Lines of data:
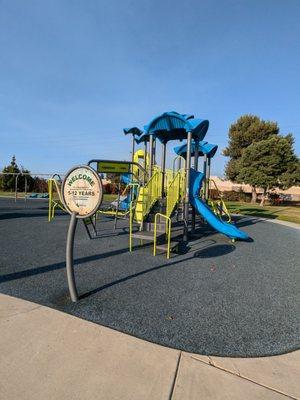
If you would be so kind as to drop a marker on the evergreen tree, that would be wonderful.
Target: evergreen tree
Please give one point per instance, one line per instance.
(248, 129)
(270, 163)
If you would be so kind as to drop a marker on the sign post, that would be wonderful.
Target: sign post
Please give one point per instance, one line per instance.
(82, 195)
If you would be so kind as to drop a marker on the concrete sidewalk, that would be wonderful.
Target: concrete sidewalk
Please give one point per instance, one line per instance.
(47, 354)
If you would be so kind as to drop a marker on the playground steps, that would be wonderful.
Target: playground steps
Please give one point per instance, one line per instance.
(146, 235)
(149, 236)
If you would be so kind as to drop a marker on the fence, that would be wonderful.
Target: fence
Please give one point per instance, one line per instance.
(23, 182)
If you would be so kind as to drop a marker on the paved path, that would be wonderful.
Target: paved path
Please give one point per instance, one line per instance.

* Job *
Each line of the material must be retyped exactly, except that images are omitted.

* Answer to the task *
If you would be so kind as to drop a marker on the evergreen tree, that would be wonderful.
Target: evergreen tree
Please give one point per instance, one line per instance.
(248, 129)
(270, 163)
If you would be so kind as to drop a marker on the sign post, that would be wonderful.
Target: sign post
Please give one point per instance, one line per instance.
(82, 195)
If you would be so kind as to drop a marker on the concrete sidewalk, that would be wonderful.
Target: concrete sidewalk
Please give one point per instance, one line per instance.
(47, 354)
If you would be so kind as to drop a marker on the playground steps, that would be wonderful.
Target: playground steps
Please give one point per instance, one line per instance.
(146, 235)
(149, 236)
If you would be so kind as to drop a marker on the fence, that would be wonderful.
Target: fence
Please give one point per instance, one line per instance.
(23, 182)
If you would be so kind as to drop a marker on the paved path, that would be wonderful.
Target: paved path
Please give one point per instance, one line per instance.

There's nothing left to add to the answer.